FE DEL MUNDO
She is now a retired American professional boxer who competed from 1999 to 2007. She is the daughter of the legendary boxing champion Mohammed Ali. During her career, from which she retired undefeated, she held the WBC, WIBA, IWBF and IBA female Super middleweight titles, and the IWBF light heavyweight title.
LAILA ALI
She was a French fashion designer and businesswoman. She is the only fashion designer listed on Time magazine's list of the 100 most influential people of the 20th century. She designed her famed interlocked-CC monogram, which has been in use since the 1920s.
COCO CHANEL
The first woman to win a Nobel Prize in two areas, co-discovered two elements, radium and polonium, and coined the term "radioactivity." She was one of the first to suggest using radiation to treat cancer. She helped usher in the atomic age and revolutionize chemistry, physics, and medicine — while fighting deep prejudice against women in the sciences.
MARIE CURIE
She maintains her position as most powerful woman in philanthropy as co-chair of the world's largest private charitable foundation with a $40 billion trust endowment. She's increasingly visible in shaping foundation strategy, solving tough global challenges from education and poverty to contraception and sanitation. As part of the foundation's mission to help all people lead healthy, productive lives, she has devoted much of her work to women's and girls' rights.
MELINDA GATES
The multi-award-winning singer and actress was the first Asian female to play Éponine and Fantine in the Broadway musical Les Misérables. She is also the first Asian female to win Best Performance by a Leading Actress in a Musical for Miss Saigon and Best Direction of a Musical at the Tony Awards. She was also the first Asian woman to win a Laurence Olivier award.
★ ★ ★
### EXERCISE DIRECTIONS
Summarize the profiles of notable women above in two sentences.

### EXTRACTED RECORDS
★ ★ ★
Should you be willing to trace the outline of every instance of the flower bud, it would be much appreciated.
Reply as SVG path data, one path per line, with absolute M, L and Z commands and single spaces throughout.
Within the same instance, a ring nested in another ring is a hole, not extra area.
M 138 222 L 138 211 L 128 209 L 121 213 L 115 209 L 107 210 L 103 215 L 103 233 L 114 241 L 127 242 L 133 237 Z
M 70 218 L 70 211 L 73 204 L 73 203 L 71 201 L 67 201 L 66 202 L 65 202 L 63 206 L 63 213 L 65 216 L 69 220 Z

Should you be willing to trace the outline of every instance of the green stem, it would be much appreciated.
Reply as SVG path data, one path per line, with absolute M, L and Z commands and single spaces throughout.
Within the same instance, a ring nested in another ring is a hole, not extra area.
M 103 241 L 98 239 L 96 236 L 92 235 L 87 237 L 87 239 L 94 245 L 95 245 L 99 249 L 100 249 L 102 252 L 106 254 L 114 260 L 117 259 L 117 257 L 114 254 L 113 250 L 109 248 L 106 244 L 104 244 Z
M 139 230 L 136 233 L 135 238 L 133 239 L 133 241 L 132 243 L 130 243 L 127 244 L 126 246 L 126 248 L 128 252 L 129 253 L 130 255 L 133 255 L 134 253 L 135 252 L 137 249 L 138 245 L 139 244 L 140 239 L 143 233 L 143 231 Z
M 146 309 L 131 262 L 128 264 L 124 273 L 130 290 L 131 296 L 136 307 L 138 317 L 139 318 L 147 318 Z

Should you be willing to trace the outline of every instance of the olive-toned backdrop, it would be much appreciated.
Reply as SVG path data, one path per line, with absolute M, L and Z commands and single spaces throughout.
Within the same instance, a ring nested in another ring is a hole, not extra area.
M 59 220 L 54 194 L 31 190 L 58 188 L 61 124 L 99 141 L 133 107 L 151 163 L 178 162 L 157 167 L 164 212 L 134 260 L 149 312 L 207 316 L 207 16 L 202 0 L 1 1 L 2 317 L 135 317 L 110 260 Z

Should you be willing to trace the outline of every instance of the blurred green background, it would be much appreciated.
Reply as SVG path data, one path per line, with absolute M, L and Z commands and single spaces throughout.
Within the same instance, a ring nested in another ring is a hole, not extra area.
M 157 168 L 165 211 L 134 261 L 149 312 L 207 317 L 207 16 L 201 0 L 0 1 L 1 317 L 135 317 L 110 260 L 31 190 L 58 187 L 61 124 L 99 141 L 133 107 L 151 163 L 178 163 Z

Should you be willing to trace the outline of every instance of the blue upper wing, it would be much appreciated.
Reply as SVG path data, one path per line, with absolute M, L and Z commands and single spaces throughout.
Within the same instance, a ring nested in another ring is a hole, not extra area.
★ ★ ★
### SOLUTION TO THE EXERCISE
The profiles cover boxer Laila Ali, who retired undefeated after holding several female super middleweight titles; French fashion designer Coco Chanel, the only fashion designer on Time magazine's list of the 100 most influential people of the 20th century; and Marie Curie, the first woman to win a Nobel Prize in two areas. They also describe Melinda Gates as co-chair of the world's largest private charitable foundation, devoted to women's and girls' rights, and a singer and actress who was the first Asian woman to win a Laurence Olivier award.